## EXERCISE
Copy out all of the following data line by line, increasing each coordinate value in the answers by 104 and leaving every other line untouched.

[Coordinate labeling data]
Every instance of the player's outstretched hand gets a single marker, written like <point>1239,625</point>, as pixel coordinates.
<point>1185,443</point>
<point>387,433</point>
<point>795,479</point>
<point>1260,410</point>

## WRITTEN SOLUTION
Every instance of the player's outstretched hand gets a single marker, written like <point>1239,625</point>, as pixel coordinates.
<point>1289,547</point>
<point>491,537</point>
<point>899,583</point>
<point>1364,514</point>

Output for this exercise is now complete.